- **Opgeslagen gegevens**
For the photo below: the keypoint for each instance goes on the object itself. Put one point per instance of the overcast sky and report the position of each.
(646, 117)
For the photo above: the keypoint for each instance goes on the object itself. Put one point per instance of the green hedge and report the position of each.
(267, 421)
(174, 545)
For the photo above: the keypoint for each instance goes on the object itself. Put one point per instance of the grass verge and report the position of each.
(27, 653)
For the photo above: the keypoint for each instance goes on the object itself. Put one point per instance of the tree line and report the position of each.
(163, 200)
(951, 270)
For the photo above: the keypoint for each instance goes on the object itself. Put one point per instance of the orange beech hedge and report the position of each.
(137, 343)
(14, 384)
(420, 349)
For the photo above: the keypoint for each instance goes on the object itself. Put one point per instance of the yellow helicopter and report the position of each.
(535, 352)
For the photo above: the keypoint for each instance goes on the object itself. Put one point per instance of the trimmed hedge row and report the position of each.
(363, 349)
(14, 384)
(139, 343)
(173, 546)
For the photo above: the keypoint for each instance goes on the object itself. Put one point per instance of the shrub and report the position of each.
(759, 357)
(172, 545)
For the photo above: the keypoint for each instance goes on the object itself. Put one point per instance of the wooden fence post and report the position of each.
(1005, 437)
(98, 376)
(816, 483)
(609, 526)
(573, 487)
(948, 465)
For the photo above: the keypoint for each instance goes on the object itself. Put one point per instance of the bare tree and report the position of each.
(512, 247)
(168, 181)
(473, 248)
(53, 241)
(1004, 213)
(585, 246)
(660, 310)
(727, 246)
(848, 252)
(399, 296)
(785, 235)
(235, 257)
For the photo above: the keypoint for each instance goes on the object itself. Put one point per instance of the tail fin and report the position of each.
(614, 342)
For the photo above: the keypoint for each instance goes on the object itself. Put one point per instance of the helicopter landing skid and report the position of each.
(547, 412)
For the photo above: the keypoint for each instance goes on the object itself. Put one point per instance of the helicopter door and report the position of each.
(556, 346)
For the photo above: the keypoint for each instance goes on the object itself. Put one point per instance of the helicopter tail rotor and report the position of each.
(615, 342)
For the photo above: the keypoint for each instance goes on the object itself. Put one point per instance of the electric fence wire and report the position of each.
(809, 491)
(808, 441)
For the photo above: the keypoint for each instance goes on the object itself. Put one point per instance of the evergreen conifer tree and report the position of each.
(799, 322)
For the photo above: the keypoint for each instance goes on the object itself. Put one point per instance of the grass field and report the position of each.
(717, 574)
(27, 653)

- **Aanwijzingen opdracht**
Geef alle regels van de records hierboven weer als Markdown-tabel met de kolommen Nr en Regel. Zet in Nr het regelnummer en in Regel de regel zelf, en laat lege regels weg.

- **Juiste resultaat**
| Nr | Regel |
|---|---|
| 1 | For the photo below: the keypoint for each instance goes on the object itself. Put one point per instance of the overcast sky and report the position of each. |
| 2 | (646, 117) |
| 3 | For the photo above: the keypoint for each instance goes on the object itself. Put one point per instance of the green hedge and report the position of each. |
| 4 | (267, 421) |
| 5 | (174, 545) |
| 6 | For the photo above: the keypoint for each instance goes on the object itself. Put one point per instance of the grass verge and report the position of each. |
| 7 | (27, 653) |
| 8 | For the photo above: the keypoint for each instance goes on the object itself. Put one point per instance of the tree line and report the position of each. |
| 9 | (163, 200) |
| 10 | (951, 270) |
| 11 | For the photo above: the keypoint for each instance goes on the object itself. Put one point per instance of the orange beech hedge and report the position of each. |
| 12 | (137, 343) |
| 13 | (14, 384) |
| 14 | (420, 349) |
| 15 | For the photo above: the keypoint for each instance goes on the object itself. Put one point per instance of the yellow helicopter and report the position of each. |
| 16 | (535, 352) |
| 17 | For the photo above: the keypoint for each instance goes on the object itself. Put one point per instance of the trimmed hedge row and report the position of each. |
| 18 | (363, 349) |
| 19 | (14, 384) |
| 20 | (139, 343) |
| 21 | (173, 546) |
| 22 | For the photo above: the keypoint for each instance goes on the object itself. Put one point per instance of the shrub and report the position of each. |
| 23 | (759, 357) |
| 24 | (172, 545) |
| 25 | For the photo above: the keypoint for each instance goes on the object itself. Put one point per instance of the wooden fence post and report the position of each. |
| 26 | (1005, 437) |
| 27 | (98, 376) |
| 28 | (816, 483) |
| 29 | (609, 526) |
| 30 | (573, 487) |
| 31 | (948, 465) |
| 32 | For the photo above: the keypoint for each instance goes on the object itself. Put one point per instance of the bare tree and report the position of each. |
| 33 | (512, 247) |
| 34 | (168, 181) |
| 35 | (473, 248) |
| 36 | (53, 241) |
| 37 | (1004, 213) |
| 38 | (585, 246) |
| 39 | (660, 310) |
| 40 | (727, 246) |
| 41 | (848, 252) |
| 42 | (399, 296) |
| 43 | (785, 235) |
| 44 | (235, 257) |
| 45 | For the photo above: the keypoint for each instance goes on the object itself. Put one point per instance of the tail fin and report the position of each. |
| 46 | (614, 342) |
| 47 | For the photo above: the keypoint for each instance goes on the object itself. Put one point per instance of the helicopter landing skid and report the position of each. |
| 48 | (547, 412) |
| 49 | For the photo above: the keypoint for each instance goes on the object itself. Put one point per instance of the helicopter door and report the position of each. |
| 50 | (556, 346) |
| 51 | For the photo above: the keypoint for each instance goes on the object itself. Put one point per instance of the helicopter tail rotor and report the position of each. |
| 52 | (615, 342) |
| 53 | For the photo above: the keypoint for each instance goes on the object itself. Put one point per instance of the electric fence wire and report the position of each. |
| 54 | (809, 491) |
| 55 | (808, 441) |
| 56 | For the photo above: the keypoint for each instance goes on the object itself. Put one point per instance of the evergreen conifer tree and report the position of each. |
| 57 | (799, 322) |
| 58 | For the photo above: the keypoint for each instance goes on the object itself. Put one point per instance of the grass field and report the position of each. |
| 59 | (717, 574) |
| 60 | (27, 653) |